◆ **Written exercise 1**
Add 24 to every coordinate in the answer points of the records, starting at the line that contains "In this exercise you will pick out the rear" and ending at the end of the records. Write out only those lines, with the requests included.

** Begin Source **

Writer: John Kane
Date:Thursday November 18 2010
A review by Zonal Marking of the Manchester derby didn't do much to heighten the enjoyment of a truly awful football match, however, it did inspire this article about Blackpool's midfield. The review touched on the idea of the ideal combination of a midfield three, both examples on that night were far from ideal and were cited as being factors behind the drab stalemate. The ideal combinations offered by the article included the breakdown that a team playing three in midfield should have a ball winner, a passer and an attacking creator. Instantly the Championship midfield trio of Southern, Adam and Vaughan sprung to mind, that had everything last season; balance, grit, energy, precision, vision and creativity to name a few characteristics. This season two of that trio are still playing exceptionally, but due to injury the ball winner was unavailable and Elliot Grandin came in to become a part of the midfield. Grandin has many qualities and has excited the Blackpool fans with his performances so far. He of the three though is the one that Holloway tends to sacrifice when he feels changes are needed. Does this mean that Grandin isn't offering the midfield balance that Holloway is looking for or is his role something else entirely.
Ian Holloway appears to have set roles for each player to perform within his system and this allows him to make changes such as the 10 he made against Villa, without changing the shape or style of the team. Each of the three must have a set role, and as Holloway has openly cited Spain as an influence on how he wants his team to play then maybe he's looking for Blackpool to have their own Busquets, Xavi and Iniesta or as defined above a ball winner, a passer and an attacking creator. If this is the case how does Blackpool's midfield measure up against that ideal combination.
Last Saturday the midfield trio lined up against West Ham, in the tackle David Vaughan won all of five of his challenges, Charlie Adam won two and Grandin none. Given that Vaughan tends to sit deeper than the other two and won the most tackles then on the day he was the ball winner.
Looking at the number and accuracy of passes should give an idea of who the passer in the team is. Grandin was only on the pitch till the 59th minute so the passes were only counted till then. Vaughan completed thirty out of thirty four passes, Adam twenty five from thirty one and Grandin sixteen from twenty. Vaughan comes out on top here as the passer and looking back on previous games, he tends to rack up the most passes out of the trio in the games that have been played this season. You can see the differences in Vaughan and Grandin's pasing below. Vaughan's passes covering box to box and generally much deeper than Grandin.

** End Source **
** Begin Task material **

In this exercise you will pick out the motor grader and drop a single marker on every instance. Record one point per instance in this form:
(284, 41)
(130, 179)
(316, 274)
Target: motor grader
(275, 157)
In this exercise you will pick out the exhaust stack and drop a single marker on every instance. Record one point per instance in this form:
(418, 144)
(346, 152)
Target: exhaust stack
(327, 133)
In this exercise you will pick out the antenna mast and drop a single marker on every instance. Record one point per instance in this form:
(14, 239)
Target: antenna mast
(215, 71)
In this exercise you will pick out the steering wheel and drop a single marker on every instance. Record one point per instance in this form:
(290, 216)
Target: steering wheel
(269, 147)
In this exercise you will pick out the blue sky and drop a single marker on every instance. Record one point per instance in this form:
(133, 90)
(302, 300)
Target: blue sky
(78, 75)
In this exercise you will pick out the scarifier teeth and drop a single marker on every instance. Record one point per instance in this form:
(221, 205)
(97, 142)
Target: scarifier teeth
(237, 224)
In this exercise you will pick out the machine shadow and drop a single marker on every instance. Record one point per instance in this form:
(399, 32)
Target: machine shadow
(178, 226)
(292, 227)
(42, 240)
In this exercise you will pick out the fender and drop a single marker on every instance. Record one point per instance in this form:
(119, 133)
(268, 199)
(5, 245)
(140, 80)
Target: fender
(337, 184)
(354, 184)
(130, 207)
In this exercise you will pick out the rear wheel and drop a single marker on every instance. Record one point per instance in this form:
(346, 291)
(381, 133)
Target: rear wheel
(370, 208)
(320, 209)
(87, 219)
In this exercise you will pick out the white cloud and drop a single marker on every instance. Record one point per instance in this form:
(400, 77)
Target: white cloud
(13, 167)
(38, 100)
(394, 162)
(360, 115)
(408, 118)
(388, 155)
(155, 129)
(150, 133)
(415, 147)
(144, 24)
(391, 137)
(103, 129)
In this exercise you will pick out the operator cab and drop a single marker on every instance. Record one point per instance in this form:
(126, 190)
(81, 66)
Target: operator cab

** End Task material **

◆ **Written exercise 2**
Copy the passage of the Blackpool midfield article starting at "Last Saturday the" and ending at "the ball winner.".

◆ **Correct output 1**
In this exercise you will pick out the rear wheel and drop a single marker on every instance. Record one point per instance in this form:
(346, 291)
(381, 133)
Target: rear wheel
(394, 232)
(344, 233)
(111, 243)
In this exercise you will pick out the white cloud and drop a single marker on every instance. Record one point per instance in this form:
(400, 77)
Target: white cloud
(37, 191)
(62, 124)
(418, 186)
(384, 139)
(432, 142)
(412, 179)
(179, 153)
(174, 157)
(439, 171)
(168, 48)
(415, 161)
(127, 153)
In this exercise you will pick out the operator cab and drop a single marker on every instance. Record one point per instance in this form:
(126, 190)
(81, 66)
Target: operator cab

◆ **Correct output 2**
Last Saturday the midfield trio lined up against West Ham, in the tackle David Vaughan won all of five of his challenges, Charlie Adam won two and Grandin none. Given that Vaughan tends to sit deeper than the other two and won the most tackles then on the day he was the ball winner.